Hi people

I am looking at the class given (FitMrq) for Levenberg Marquardt least squares minimization and I am confused at to why the function input is not defined as a templated functor, like in other nr3 structs that require function inputs. Does anybody know if there is a reason for this?

The constructor looks like:

FitMrq(VecDoub_I &xx, VecDoub_I &yy, VecDoub_I &ssig, VecDoub_i &aa, void funks(const Doub, VecDoub_I &, Doub &, VecDoub_O &));

when I think it should look like

template <class T>
FitMrq(VecDoub_I &xx, VecDoub_I &yy, VecDoub_I &ssig, VecDoub_i &aa, T &funks);

Its a right royal pain to use it in the way given, because it is just a function and I would have to write a function that accessed a struct anyway, making it too complicated, so I want to modify the code as given in NR3 to the templated code.

* [GIVEN EXERCISE 1] In the entries, rename "logo sign" to "emblem" in the lines from the one containing "Please pick out the ford" up to and including the one containing "Target: ford oval logo sign". Return only those lines, with everything else left as it is.

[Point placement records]
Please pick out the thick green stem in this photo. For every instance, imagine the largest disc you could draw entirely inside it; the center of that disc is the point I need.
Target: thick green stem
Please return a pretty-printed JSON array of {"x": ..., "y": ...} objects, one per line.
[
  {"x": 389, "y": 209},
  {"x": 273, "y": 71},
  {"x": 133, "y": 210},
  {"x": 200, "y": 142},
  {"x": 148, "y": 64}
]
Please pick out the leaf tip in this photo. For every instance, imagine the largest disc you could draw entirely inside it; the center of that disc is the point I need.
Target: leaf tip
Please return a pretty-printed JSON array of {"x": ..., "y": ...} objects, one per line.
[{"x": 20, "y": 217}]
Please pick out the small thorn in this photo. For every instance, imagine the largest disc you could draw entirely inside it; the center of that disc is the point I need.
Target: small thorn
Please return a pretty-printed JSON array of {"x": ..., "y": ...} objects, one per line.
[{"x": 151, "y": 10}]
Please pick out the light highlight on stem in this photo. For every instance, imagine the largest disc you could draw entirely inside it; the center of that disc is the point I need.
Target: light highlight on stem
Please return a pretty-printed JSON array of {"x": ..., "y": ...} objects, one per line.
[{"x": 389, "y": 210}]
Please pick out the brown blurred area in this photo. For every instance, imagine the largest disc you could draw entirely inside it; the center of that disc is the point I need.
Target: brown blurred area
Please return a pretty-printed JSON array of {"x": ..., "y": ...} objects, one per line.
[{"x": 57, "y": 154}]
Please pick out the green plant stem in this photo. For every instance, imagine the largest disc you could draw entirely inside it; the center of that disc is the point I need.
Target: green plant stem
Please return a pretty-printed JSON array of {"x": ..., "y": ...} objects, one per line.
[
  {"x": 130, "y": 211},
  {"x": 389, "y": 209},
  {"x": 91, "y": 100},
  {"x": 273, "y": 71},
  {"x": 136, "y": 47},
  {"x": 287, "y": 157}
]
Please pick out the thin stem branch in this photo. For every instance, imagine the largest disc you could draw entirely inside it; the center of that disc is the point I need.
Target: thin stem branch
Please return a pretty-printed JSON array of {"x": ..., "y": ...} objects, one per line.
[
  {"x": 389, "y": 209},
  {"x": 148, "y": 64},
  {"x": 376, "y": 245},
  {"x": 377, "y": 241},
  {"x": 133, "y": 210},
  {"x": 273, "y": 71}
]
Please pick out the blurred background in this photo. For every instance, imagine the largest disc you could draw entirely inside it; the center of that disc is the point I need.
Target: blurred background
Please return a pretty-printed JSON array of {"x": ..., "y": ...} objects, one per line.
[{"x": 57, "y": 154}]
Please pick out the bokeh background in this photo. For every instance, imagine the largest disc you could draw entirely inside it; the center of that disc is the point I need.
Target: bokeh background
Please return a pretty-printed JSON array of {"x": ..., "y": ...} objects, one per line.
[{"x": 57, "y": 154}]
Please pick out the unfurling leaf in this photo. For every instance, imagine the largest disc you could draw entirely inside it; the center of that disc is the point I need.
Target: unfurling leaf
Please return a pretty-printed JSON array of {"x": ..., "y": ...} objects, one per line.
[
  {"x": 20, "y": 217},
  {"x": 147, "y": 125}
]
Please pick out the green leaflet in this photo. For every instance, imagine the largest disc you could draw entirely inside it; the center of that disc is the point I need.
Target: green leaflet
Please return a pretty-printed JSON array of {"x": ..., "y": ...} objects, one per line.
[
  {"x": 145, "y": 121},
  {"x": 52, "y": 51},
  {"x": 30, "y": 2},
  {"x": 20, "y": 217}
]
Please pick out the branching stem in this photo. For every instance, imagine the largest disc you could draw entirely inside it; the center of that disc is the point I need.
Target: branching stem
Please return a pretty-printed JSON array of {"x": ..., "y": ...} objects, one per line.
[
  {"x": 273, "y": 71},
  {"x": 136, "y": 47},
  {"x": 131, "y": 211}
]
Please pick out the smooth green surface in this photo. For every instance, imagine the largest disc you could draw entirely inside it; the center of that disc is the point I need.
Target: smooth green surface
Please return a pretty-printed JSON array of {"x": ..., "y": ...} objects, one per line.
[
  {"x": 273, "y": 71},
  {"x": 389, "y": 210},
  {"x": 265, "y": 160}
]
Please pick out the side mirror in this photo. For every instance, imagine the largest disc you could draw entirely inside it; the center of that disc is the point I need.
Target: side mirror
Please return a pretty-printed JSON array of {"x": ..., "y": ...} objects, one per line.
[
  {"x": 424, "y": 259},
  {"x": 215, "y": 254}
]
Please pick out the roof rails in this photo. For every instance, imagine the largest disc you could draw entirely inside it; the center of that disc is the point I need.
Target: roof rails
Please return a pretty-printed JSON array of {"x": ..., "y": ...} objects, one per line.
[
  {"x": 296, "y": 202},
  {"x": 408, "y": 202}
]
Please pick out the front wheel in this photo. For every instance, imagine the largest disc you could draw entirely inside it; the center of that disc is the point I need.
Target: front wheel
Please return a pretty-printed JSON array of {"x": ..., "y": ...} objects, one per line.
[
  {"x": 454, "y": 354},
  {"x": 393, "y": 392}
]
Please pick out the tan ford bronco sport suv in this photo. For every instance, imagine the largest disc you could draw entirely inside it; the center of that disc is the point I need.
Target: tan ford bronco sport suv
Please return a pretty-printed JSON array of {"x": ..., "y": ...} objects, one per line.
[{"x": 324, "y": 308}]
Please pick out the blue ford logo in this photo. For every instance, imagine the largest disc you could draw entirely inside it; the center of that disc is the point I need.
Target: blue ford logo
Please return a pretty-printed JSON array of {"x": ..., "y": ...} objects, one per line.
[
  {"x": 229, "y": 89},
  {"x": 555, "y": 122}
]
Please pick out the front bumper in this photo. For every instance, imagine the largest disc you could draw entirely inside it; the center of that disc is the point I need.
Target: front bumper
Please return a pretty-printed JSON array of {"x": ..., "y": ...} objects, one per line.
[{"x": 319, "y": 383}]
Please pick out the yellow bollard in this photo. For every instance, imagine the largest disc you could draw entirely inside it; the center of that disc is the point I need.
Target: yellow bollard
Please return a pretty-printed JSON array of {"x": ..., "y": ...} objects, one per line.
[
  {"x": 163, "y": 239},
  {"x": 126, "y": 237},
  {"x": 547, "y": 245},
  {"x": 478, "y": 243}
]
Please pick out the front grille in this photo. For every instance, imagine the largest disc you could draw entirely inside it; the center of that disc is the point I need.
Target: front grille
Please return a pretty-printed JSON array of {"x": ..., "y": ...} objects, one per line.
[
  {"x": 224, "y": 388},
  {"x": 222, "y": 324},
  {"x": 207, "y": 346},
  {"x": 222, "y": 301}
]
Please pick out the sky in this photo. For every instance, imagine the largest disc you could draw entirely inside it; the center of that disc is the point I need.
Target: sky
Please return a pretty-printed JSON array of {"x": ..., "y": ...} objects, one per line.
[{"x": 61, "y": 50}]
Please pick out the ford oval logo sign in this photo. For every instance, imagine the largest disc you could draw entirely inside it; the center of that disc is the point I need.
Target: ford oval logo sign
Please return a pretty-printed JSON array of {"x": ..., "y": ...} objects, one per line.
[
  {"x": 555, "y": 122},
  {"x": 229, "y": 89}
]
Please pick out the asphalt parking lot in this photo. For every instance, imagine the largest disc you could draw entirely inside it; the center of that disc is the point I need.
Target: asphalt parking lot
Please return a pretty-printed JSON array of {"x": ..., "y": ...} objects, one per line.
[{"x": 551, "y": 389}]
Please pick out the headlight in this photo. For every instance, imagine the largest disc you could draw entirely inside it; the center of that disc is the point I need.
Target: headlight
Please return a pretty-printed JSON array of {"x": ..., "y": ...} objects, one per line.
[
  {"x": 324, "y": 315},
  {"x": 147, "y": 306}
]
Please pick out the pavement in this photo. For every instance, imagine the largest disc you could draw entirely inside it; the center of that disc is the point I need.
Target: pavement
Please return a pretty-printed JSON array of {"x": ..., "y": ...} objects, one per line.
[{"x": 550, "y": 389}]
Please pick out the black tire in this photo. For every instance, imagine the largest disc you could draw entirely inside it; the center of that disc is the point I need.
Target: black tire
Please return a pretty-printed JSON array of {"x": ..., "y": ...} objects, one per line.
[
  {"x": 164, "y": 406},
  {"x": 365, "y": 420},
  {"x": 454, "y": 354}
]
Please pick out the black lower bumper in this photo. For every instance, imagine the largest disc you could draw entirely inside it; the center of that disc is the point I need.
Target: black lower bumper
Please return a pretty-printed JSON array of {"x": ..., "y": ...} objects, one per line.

* [GIVEN EXERCISE 2] Copy the passage of the FitMrq thread, word for word, from "Its a right" up to and including "the templated code.".

* [TASK RESPONSE 1]
Please pick out the ford oval emblem in this photo. For every instance, imagine the largest disc you could draw entirely inside it; the center of that disc is the point I need.
Target: ford oval emblem

* [TASK RESPONSE 2]
Its a right royal pain to use it in the way given, because it is just a function and I would have to write a function that accessed a struct anyway, making it too complicated, so I want to modify the code as given in NR3 to the templated code.